What needs to be done:
A line below contains "Hi there — would you mind identifying the tilted", and a later one contains "Hi there — would you mind identifying the black, white". Repeat both, with every line between them, exactly.
==========
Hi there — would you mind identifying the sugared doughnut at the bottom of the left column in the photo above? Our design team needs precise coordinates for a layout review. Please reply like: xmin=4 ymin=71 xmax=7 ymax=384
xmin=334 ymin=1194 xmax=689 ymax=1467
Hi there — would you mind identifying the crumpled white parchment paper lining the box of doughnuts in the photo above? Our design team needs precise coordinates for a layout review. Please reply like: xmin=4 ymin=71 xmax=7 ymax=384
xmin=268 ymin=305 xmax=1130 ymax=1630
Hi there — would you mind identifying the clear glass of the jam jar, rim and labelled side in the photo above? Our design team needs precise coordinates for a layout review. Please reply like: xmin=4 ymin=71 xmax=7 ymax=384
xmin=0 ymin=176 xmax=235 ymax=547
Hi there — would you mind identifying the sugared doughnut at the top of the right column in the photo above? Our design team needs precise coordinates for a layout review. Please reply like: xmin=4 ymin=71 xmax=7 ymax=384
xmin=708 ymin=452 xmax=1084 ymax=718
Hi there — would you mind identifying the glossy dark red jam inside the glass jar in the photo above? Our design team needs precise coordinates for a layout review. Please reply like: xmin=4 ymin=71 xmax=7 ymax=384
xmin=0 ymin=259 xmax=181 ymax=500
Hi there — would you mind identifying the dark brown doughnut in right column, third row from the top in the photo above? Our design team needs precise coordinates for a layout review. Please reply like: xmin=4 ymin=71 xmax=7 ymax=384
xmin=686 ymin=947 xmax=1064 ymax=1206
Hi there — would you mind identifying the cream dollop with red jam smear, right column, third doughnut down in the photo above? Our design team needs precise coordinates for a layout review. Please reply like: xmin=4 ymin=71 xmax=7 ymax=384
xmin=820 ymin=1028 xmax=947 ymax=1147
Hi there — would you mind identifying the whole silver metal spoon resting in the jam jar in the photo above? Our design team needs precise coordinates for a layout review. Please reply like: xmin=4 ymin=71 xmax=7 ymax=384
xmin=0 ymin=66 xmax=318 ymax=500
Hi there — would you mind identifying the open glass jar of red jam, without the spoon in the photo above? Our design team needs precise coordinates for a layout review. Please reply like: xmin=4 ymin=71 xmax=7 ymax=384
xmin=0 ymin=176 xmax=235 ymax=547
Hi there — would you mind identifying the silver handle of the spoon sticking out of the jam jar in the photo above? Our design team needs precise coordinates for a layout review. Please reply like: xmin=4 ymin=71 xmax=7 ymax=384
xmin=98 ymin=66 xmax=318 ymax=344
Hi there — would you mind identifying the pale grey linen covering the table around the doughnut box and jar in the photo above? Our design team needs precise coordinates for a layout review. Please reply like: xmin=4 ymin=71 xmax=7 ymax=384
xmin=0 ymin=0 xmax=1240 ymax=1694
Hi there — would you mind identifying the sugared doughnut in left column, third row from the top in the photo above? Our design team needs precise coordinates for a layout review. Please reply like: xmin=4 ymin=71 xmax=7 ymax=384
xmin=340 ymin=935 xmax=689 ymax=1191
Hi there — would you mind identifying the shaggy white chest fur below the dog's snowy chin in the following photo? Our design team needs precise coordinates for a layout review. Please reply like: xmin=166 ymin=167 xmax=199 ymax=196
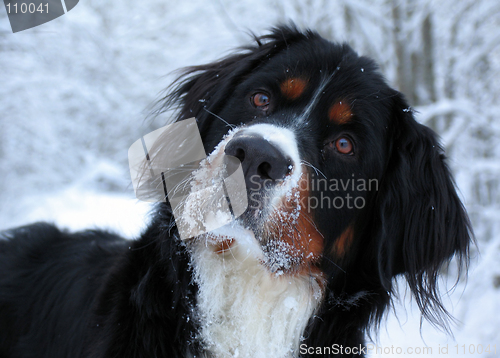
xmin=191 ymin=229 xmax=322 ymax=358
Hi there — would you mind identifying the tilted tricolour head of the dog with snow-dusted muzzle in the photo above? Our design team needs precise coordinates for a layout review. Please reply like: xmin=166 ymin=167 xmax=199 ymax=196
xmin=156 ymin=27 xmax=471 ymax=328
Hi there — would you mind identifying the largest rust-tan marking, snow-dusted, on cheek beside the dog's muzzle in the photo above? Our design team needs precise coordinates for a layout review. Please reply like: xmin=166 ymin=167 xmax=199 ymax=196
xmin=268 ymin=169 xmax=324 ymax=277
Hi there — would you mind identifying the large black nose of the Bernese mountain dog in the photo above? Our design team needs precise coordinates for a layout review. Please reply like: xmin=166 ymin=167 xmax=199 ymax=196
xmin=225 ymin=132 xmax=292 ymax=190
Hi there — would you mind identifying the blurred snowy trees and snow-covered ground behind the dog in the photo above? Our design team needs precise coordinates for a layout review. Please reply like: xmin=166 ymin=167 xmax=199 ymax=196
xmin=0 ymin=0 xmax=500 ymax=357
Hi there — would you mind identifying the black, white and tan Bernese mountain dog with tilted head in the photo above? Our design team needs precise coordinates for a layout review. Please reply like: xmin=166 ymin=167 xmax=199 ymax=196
==========
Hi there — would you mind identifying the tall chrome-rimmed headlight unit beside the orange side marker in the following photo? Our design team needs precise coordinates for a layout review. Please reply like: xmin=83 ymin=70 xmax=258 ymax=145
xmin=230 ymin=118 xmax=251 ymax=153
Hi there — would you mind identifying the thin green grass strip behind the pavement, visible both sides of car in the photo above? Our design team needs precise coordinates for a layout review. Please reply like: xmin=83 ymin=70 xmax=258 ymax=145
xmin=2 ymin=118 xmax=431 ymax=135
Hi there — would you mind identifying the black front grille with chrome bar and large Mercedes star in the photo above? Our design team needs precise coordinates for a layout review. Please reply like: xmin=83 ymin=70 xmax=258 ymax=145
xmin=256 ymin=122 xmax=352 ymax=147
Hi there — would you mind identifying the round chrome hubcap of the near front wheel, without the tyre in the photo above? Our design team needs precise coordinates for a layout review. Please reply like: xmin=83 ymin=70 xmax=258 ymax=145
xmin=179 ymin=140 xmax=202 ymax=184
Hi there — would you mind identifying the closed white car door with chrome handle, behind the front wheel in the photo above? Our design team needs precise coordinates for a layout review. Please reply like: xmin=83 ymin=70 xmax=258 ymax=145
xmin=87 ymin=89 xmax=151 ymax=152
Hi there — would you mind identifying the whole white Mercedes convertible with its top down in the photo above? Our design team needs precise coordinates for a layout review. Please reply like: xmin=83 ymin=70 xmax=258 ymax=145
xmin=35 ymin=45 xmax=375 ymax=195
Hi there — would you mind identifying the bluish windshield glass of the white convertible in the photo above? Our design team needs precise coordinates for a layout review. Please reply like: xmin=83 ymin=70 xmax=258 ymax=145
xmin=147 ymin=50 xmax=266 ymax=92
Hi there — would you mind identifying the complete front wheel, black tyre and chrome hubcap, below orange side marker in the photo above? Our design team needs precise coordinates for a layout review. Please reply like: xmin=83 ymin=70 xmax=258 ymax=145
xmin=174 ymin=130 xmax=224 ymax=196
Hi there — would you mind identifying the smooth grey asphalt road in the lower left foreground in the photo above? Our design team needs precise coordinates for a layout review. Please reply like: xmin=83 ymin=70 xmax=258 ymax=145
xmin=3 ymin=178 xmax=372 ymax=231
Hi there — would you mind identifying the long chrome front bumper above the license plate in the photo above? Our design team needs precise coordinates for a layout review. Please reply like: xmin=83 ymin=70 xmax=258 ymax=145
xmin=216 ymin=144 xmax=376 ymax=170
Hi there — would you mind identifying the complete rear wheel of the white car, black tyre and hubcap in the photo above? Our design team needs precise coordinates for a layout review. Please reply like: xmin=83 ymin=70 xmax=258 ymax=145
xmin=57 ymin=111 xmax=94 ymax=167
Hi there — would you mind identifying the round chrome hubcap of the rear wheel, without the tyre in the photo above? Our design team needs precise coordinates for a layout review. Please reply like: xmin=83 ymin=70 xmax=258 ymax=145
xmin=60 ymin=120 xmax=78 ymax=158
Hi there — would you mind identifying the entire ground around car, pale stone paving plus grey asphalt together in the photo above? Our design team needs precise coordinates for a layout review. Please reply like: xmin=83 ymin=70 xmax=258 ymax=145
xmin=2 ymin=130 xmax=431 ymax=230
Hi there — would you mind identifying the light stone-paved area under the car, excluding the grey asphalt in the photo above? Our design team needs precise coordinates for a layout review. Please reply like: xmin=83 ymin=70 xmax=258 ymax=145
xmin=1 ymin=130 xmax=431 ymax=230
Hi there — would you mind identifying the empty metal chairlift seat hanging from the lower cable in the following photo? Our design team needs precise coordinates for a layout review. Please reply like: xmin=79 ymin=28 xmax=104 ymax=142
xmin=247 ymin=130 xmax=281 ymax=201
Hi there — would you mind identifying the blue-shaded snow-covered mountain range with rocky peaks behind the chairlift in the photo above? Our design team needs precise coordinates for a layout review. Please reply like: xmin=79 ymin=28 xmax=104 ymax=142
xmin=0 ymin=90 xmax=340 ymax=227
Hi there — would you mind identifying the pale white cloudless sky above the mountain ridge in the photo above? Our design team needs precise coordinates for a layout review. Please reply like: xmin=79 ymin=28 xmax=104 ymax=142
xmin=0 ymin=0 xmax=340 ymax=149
==========
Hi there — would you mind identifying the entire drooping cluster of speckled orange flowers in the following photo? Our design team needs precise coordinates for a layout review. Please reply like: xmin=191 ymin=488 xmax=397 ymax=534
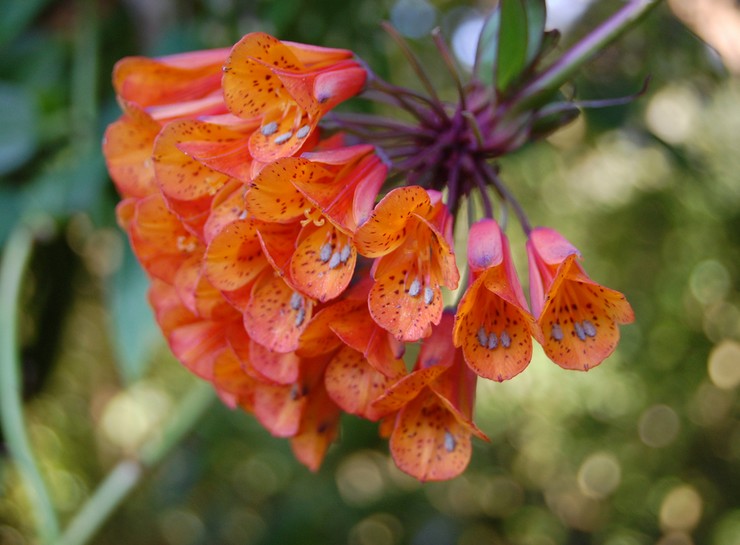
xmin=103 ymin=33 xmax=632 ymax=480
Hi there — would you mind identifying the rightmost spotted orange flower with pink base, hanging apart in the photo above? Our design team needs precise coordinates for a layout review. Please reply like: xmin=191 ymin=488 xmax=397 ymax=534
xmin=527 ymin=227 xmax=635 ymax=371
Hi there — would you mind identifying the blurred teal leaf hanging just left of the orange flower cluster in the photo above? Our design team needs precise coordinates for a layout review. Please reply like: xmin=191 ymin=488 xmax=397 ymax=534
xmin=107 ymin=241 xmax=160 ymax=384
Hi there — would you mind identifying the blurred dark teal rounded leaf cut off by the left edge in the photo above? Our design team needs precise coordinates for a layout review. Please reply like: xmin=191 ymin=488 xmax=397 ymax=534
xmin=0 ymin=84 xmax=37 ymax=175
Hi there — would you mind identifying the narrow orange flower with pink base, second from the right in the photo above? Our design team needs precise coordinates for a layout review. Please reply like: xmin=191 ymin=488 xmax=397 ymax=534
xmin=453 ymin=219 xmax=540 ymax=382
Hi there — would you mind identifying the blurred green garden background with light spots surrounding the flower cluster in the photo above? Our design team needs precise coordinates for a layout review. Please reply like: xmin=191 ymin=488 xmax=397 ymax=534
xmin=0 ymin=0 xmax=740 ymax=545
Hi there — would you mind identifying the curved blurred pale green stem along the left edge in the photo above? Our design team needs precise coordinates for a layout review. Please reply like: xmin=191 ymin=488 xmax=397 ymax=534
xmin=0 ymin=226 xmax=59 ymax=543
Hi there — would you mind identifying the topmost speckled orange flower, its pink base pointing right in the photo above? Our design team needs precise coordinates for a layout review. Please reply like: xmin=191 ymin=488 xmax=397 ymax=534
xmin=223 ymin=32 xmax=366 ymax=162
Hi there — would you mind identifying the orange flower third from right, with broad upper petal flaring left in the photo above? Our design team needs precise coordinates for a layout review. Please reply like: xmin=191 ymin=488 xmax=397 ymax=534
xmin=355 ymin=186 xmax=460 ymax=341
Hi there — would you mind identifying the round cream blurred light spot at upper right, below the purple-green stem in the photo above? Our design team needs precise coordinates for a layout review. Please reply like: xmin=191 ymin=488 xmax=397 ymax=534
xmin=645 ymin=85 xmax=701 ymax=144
==========
Worked solution:
Hi there — would you mind identifying the tilted tricolour head of the dog with snow-dusted muzzle in the photo above? Our design team needs precise coordinates for a layout review. Please reply like: xmin=166 ymin=167 xmax=199 ymax=196
xmin=156 ymin=27 xmax=471 ymax=328
Hi there — would you mind identifying the largest rust-tan marking, snow-dusted, on cheek beside the dog's muzzle in the photo above? Our design team needs precise coordinates for a layout review. Please reply like: xmin=166 ymin=167 xmax=199 ymax=196
xmin=268 ymin=169 xmax=324 ymax=277
Hi there — would you mind identifying the large black nose of the Bernese mountain dog in the photo above? Our design team needs precise coordinates for a layout review. Please reply like: xmin=166 ymin=167 xmax=199 ymax=196
xmin=225 ymin=132 xmax=292 ymax=190
Hi there — would you mind identifying the blurred snowy trees and snow-covered ground behind the dog in the photo above? Our design team needs precise coordinates for a layout review. Please reply like: xmin=166 ymin=167 xmax=199 ymax=196
xmin=0 ymin=0 xmax=500 ymax=357
Hi there — would you mind identifying the black, white and tan Bernese mountain dog with tilted head in the photo above? Our design team needs precise coordinates for a layout review. Please reply like: xmin=166 ymin=167 xmax=199 ymax=196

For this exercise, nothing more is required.